## Work to be completed
Render the listing below as a two-column CSV headed source_text and answer_points, with one row for each phrase. Put the phrase with its instruction line in the first field and all of its points in the second, quote both fields, replace line breaks with spaces, and leave the pictures out.

[BEGIN Supplied records]

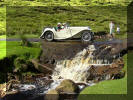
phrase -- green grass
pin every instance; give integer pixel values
(2, 20)
(26, 35)
(2, 36)
(64, 2)
(118, 86)
(15, 48)
(2, 49)
(32, 19)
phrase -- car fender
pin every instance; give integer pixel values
(47, 29)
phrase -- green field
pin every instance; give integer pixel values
(31, 20)
(64, 2)
(15, 48)
(2, 49)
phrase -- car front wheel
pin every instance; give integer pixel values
(86, 37)
(49, 36)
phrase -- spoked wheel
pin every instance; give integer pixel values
(49, 36)
(86, 37)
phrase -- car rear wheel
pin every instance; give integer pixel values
(86, 37)
(49, 36)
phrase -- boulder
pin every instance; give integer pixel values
(67, 86)
(52, 95)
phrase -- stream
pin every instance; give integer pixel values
(78, 69)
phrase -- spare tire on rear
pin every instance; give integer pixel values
(49, 36)
(86, 36)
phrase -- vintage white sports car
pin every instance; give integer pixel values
(67, 32)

[END Supplied records]

## Complete answer
source_text,answer_points
"phrase -- green grass pin every instance; give integer pixel values","(2, 20) (26, 35) (2, 36) (64, 2) (118, 86) (15, 48) (2, 49) (32, 19)"
"phrase -- car fender pin every instance; give integer pixel values","(47, 29)"
"phrase -- green field pin every instance; give integer pixel values","(31, 20) (64, 2) (15, 48) (2, 49)"
"phrase -- car front wheel pin every instance; give integer pixel values","(86, 37) (49, 36)"
"phrase -- spoked wheel pin every instance; give integer pixel values","(49, 36) (86, 37)"
"phrase -- car rear wheel pin every instance; give integer pixel values","(86, 37) (49, 36)"
"phrase -- boulder pin every instance; give integer pixel values","(67, 86) (52, 95)"
"phrase -- stream pin every instance; give integer pixel values","(78, 69)"
"phrase -- spare tire on rear pin every instance; give integer pixel values","(49, 36) (86, 36)"
"phrase -- vintage white sports car pin every instance; give integer pixel values","(67, 32)"